----- Excerpted passage -----

The bizarre, telling moment that puts "The Lion King" into perspective comes about two thirds through the first act. Because the audience applauds when Mufasa dies.
As most of you no doubt know, this Disney production (following on the heels of "Beauty and the Beast") is a theatrical adaptation of their most successful animated feature of all time, about the coming of age of a lion cub, Young Simba (Scott Irby-Ranniar), who will one day be King of the African Pridelands, after his father Mufasa (Samuel E. Wright). At least he's the next in succession. But his evil uncle, Scar (John Vickery) has other plans...
...and this is the moment when Scar's nefarious scheme comes to fruition. He has contrived to have Simba trapped, running for his life amid a stampede of wildebeasts, and alerted Mufasa, who of course races to rescue his son...which he does. But not without injury and not without draining the reserves of energy it would take to climb out of the gorge, over the cliff, to safety. Worse still, Scar is at the precipice, where he might easily help Mufasa over. He grabs his brother's paws in his own...and releases them. With a last, anguished cry of "Scaaaaaaaaarrrrrr!!!" Mufasa falls back, back, into the gorge, into the melee of thundering hooves, and when the dust clears...there is only his body. The good, noble, loving King is dead.
And the audience applauds.
Bear in mind that applause is a measure of audience approval; I'm talking here about applause that is strong, spontaneous and revealing, not the perfunctory, obligatory, ceremonial applause that might greet the end of a tepid number. And solid, earned applause in a musical happens for one of only four reasons:  a really great joke (or riposte to a straight line);  a really great song (sometimes a really great performance of a less-than-great song, but I won't explore that variation too deeply here);  emotional catharsis;  impressive visuals, a.k.a. showmanship. This last can mean anything from elegant scenery to elaborate choreography to some kind of physical/vocal dexterity.
What's fascinating about that list of four is--only the first three have to do with storytelling. The last--visuals/showmanship--is for that which exists outside of the story, and is a conscious acknowledgment of theatrical craft.
Well, Mufasa's death is not funny, nor is it sung about. So that takes care of one and two. And it sure isn't a catharsis: in fact it's a moment of heartbreak...the bad guy gets his way, the benevolent king has been murdered and his son is fatherless. You can see where I'm heading here...the only thing left to applaud is...

----- Extracted entries -----

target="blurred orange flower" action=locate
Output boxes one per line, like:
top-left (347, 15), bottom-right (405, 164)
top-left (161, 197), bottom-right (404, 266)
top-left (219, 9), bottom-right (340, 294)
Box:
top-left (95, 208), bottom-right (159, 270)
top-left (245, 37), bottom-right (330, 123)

-----

> _Directions_:
1) In the Lion King review, which actor plays Scar?
2) Resume the Lion King review from its final line and carry it forward.

> _Responses in order_:
1) John Vickery

2)
Showmanship? Visuals? Applaud that now? How the hell can you respond to something outside of the story now, at such a crushing moment? This should be stunning, devastating, Bambi's mother all over again, disturbing iconography at a primal level.
That is it should be disturbing...at least mildly sad, if we're wrapped up in the story.
Except most everybody in the audience already knows that Mufasa's going to meet his doom at Scar's hands, er, paws. Because they've already seen the movie. That's why most of them bought their tickets to begin with. That's why Disney commissioned this stage version. Not because of their altruistic love of high art; but because that movie made them enough money to fill the gorge in which the King met his doom. And because a stage version, if they could get a director to pull it off, would make them even more.
Well, in Julie Taymor they did get that director.
And so the audience applauds as the sound of hooves fades and Mufasa lies lifeless, because, ladies and geniuses...she solved the stampede.
I'll get back to that.
With Julie Taymor, Disney decided to give high art a try anyway. They're acquisitive, but they're not fools (that's why they can Disnify 42nd Street, don't kid yourself), and they could not have missed the industry antipathy to "Beauty and the Beast" despite the public acceptance. The theatrical community resented the literal transposition of the cartoon, the cheesy looking sets (one Tony-Award winning musical dramatist remarked, "$14 million for that?"), the intrusion of the company logo on the title (for formal purposes it was always "Disney's Beauty and the Beast") and the theme-park direction (even now, despite the success, Rob Jess Roth is never mentioned on anybody's A list...or B list...when "who will we get?" is discussed at the Broadway level).
So this time around, Disney decided to acknowledge that they were playing on turf they hadn't yet mastered, and to allow that turf a certain measure of homage. So they revamped and revitalized the decades-defunct New Amsterdam Theatre, which alone earned them a modicum of grudging respect. Then they took their name out of the title (the program reads: Disney presents "The Lion King")...and they sought out a director (and--Holy Political Correctness, Batman!--a woman director at that) who had made her career creating theatre pieces that combine puppetry with mask work and various esoteric international theatre disciplines (e.g. Kabuki)...and, most amazing of all, given Disney's reputation for being hard-assed (a prominent screenwriter once told me, "You begin negotiations assuming their contempt"), they agreed when she said--more or less--all right, but I'm not going to do the movie...I'm going to do it my way. Because they knew they needed her to achieve the theatrical legitimacy that had thus far eluded them. (A Tony-nominated director of musicals, who had at first been terribly skeptical about the project, remarked at the news of Ms. Taymor: "She's the perfect choice. Maybe the only choice. How could they be so smart?") (They're Disney. See above.)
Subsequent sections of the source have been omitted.